→ Stated problem:
Filter the records below, keeping every line that contains the string "leaves". Matching is case-sensitive.

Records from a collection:

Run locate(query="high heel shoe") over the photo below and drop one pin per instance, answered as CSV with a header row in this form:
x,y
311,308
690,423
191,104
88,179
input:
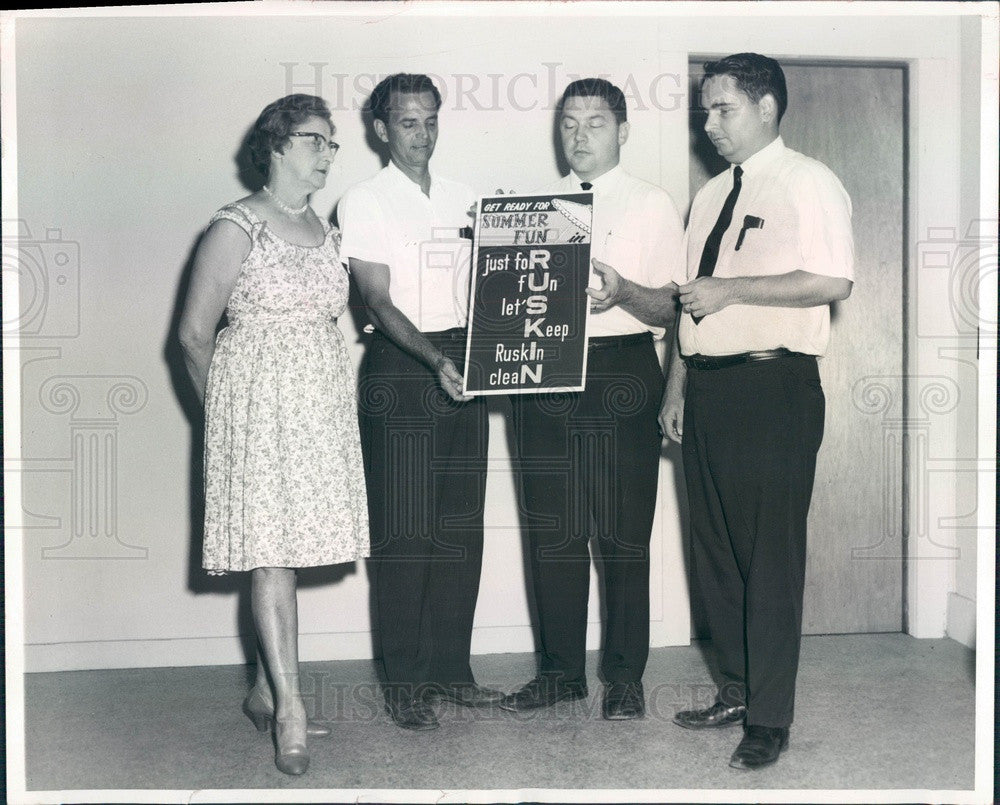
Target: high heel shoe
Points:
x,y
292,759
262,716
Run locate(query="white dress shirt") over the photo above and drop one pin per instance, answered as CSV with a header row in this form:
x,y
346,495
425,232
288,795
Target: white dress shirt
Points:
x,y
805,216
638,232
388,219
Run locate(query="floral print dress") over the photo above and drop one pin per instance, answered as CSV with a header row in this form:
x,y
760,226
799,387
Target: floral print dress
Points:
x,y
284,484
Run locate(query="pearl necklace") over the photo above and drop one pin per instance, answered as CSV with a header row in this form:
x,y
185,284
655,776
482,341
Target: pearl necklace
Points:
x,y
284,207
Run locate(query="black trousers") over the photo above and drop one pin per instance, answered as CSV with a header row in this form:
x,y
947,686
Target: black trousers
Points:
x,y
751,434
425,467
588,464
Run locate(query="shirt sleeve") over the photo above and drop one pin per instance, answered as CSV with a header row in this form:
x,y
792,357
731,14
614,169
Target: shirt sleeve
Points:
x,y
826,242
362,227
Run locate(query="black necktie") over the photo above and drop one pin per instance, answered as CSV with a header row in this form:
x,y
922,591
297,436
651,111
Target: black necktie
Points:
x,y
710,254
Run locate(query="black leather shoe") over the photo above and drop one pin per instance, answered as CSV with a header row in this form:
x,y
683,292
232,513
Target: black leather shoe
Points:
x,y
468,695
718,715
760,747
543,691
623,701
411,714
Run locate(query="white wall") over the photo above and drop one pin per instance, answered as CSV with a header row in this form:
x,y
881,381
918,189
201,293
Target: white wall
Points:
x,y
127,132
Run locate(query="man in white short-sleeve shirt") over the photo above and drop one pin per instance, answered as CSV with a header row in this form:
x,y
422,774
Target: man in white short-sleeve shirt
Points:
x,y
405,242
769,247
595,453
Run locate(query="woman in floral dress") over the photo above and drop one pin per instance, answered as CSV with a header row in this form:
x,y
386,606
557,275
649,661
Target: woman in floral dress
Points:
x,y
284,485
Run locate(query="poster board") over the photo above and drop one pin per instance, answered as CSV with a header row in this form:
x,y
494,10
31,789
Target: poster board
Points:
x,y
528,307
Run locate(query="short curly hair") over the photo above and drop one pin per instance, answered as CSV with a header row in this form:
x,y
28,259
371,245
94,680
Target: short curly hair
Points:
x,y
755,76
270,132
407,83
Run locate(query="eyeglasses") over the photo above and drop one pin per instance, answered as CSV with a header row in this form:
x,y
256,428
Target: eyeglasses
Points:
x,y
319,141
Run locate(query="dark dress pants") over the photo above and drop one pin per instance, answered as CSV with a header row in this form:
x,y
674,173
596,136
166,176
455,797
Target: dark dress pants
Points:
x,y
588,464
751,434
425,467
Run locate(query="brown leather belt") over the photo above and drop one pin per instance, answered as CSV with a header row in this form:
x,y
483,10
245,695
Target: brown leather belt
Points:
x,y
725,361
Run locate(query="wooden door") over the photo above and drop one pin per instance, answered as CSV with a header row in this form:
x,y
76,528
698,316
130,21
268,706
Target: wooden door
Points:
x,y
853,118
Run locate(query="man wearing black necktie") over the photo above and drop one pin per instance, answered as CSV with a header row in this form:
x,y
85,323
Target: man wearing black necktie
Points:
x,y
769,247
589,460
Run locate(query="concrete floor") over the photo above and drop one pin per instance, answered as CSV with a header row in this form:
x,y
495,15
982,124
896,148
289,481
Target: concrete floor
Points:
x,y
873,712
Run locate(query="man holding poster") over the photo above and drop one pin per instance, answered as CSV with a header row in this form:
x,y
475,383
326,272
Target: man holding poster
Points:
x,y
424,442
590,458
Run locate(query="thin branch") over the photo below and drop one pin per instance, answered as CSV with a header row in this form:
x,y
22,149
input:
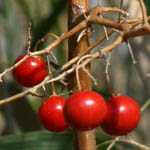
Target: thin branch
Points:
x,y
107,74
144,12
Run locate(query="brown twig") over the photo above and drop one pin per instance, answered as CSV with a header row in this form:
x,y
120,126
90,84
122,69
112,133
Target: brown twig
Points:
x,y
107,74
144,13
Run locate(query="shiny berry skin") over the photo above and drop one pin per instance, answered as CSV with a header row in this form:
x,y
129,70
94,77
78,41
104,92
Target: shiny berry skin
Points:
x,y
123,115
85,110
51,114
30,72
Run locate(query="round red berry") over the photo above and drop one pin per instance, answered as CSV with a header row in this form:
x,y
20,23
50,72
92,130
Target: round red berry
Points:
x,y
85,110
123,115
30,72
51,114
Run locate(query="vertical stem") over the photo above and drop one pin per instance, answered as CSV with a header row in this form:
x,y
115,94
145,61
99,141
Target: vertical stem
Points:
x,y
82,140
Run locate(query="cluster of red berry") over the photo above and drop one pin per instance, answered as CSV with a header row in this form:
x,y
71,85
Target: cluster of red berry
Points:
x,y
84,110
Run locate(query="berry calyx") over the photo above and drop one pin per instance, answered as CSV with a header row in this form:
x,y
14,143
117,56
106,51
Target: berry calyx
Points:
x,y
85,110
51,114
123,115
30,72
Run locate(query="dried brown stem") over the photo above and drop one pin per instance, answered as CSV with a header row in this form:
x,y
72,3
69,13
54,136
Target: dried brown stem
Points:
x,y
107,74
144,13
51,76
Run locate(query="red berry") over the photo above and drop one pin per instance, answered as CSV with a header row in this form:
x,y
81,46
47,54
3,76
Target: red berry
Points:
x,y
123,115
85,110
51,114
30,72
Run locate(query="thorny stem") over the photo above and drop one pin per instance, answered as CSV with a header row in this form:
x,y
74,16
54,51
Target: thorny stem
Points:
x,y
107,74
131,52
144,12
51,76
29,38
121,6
==
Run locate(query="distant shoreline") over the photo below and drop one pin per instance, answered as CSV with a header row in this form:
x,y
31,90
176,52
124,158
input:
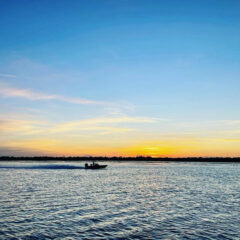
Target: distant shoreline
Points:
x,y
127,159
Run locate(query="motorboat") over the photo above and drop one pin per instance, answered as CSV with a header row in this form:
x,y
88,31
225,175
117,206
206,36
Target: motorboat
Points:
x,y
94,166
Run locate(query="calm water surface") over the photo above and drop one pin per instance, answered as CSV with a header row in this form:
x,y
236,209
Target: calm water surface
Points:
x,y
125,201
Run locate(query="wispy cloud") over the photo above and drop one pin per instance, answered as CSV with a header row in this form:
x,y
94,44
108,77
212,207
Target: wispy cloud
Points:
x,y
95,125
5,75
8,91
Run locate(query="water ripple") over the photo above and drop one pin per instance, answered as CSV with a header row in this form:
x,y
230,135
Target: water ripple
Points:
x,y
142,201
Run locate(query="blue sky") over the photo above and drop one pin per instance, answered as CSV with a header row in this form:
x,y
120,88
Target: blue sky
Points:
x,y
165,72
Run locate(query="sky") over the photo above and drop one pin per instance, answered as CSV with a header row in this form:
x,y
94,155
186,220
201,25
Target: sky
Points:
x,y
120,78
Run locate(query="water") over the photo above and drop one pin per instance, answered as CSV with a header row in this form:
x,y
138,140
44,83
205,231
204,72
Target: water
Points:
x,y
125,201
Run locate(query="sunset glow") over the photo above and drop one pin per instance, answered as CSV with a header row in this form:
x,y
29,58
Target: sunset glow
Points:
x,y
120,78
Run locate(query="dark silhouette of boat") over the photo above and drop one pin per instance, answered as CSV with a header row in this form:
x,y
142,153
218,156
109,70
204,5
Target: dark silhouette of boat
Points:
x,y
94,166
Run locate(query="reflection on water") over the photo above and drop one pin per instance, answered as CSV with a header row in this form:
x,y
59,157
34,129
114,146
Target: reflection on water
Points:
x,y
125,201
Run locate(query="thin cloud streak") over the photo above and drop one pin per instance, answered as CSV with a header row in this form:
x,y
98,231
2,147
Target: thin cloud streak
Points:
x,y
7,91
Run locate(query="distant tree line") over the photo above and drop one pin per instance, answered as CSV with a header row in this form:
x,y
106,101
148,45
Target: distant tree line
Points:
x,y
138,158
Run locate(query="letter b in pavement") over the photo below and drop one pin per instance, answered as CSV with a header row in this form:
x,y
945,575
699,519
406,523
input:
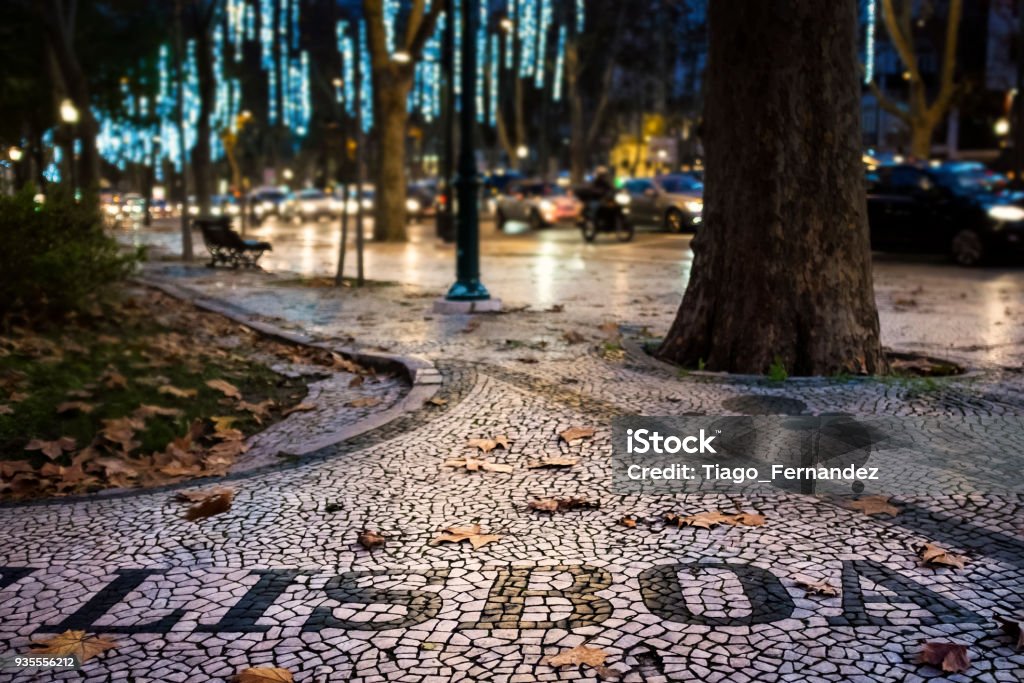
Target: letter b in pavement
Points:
* * *
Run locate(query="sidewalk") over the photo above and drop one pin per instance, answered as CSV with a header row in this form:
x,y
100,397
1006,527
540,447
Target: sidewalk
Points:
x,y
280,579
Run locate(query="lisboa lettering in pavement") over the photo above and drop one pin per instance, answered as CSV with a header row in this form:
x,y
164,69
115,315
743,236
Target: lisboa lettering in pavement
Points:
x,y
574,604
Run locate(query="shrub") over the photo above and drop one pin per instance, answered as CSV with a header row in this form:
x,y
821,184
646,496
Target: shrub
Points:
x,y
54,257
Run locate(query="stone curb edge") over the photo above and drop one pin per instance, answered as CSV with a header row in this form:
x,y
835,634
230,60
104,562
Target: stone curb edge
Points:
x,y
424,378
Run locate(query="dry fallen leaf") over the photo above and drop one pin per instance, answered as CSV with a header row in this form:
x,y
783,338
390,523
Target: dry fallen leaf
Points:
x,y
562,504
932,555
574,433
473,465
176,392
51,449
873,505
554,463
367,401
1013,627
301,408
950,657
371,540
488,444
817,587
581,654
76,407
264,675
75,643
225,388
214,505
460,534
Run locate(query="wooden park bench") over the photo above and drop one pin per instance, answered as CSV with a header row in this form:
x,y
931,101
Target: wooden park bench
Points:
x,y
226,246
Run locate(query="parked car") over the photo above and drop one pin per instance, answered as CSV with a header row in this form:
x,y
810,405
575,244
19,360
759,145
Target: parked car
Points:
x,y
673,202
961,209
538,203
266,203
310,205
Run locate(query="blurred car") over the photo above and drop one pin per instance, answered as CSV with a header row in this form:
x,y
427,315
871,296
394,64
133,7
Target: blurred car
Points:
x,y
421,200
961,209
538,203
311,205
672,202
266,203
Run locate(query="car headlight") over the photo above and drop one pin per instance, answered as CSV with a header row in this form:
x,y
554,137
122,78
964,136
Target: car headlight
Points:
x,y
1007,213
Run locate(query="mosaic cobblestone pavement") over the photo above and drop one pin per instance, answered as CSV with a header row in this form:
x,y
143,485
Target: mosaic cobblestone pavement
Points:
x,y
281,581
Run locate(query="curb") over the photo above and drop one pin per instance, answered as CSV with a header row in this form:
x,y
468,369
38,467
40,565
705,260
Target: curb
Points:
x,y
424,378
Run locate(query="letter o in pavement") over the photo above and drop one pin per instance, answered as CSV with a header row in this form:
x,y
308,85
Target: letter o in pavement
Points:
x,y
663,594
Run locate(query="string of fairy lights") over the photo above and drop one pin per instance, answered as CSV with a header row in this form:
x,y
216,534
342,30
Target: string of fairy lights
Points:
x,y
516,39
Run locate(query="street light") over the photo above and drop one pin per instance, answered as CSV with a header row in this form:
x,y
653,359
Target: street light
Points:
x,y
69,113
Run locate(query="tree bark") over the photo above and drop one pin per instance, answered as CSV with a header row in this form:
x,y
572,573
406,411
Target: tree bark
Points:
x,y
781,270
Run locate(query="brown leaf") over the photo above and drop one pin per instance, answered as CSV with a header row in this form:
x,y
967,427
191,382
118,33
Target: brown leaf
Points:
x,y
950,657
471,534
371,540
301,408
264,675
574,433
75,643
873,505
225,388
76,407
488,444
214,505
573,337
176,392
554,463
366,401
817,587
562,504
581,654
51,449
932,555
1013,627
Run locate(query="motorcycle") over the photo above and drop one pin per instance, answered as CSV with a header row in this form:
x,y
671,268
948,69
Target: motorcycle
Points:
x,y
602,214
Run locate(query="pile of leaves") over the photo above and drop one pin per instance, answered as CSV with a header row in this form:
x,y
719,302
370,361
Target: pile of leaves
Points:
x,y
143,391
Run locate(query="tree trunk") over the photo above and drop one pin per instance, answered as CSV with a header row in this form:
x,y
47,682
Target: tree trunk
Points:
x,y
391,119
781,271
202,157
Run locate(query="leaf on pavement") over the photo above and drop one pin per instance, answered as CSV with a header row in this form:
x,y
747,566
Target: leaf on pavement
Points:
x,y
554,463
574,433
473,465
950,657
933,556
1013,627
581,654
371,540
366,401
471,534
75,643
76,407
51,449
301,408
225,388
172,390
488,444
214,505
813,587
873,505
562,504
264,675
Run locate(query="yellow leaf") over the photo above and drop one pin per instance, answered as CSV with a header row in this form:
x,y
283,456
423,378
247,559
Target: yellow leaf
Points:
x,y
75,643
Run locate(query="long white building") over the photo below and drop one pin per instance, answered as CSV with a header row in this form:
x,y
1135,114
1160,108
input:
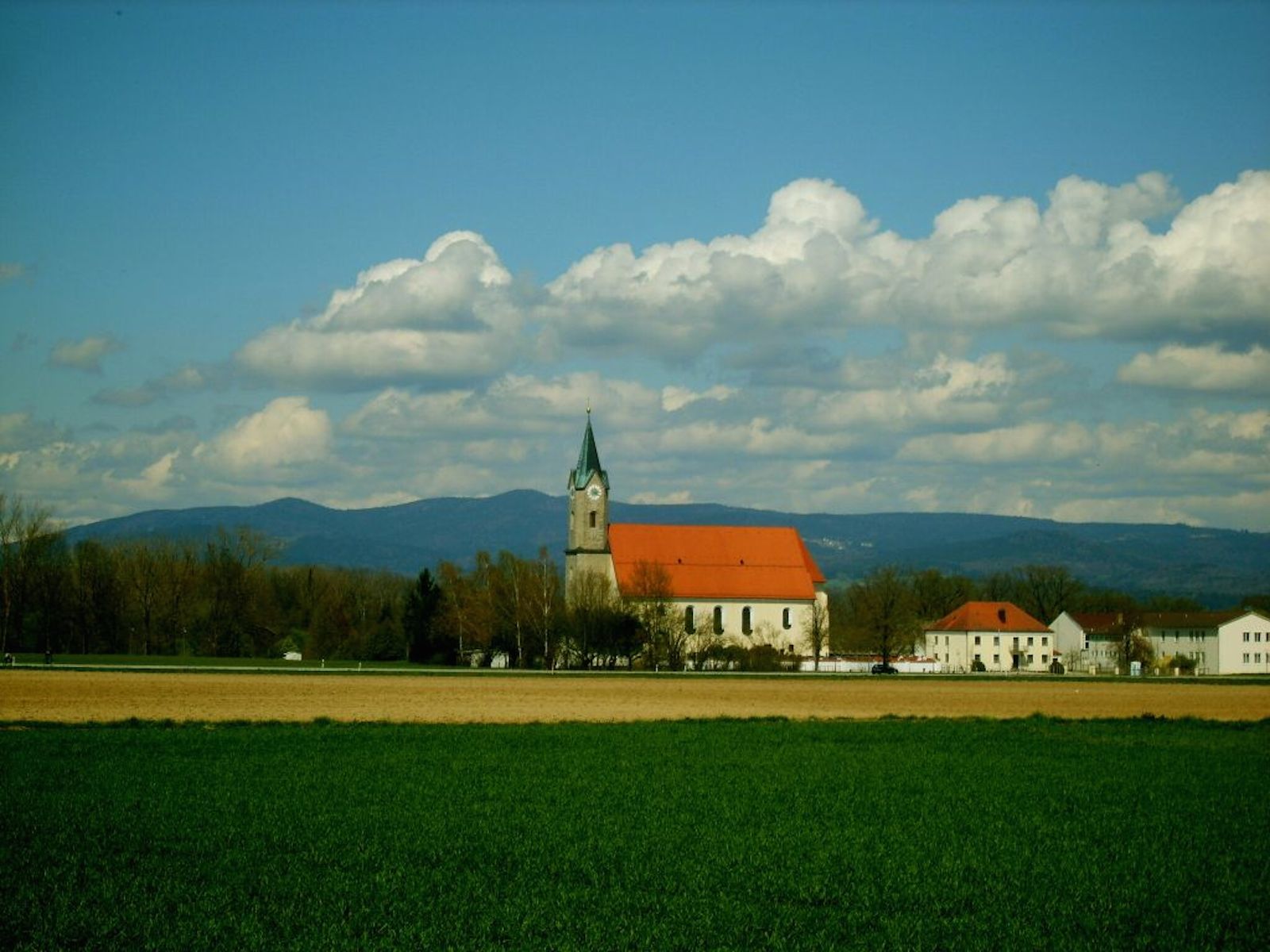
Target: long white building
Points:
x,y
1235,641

→ Solution to this problem:
Run locate(query="pile of leaves") over the photo above and drop one pin per instance, answered as CSV with a header row in this form:
Target: pile of leaves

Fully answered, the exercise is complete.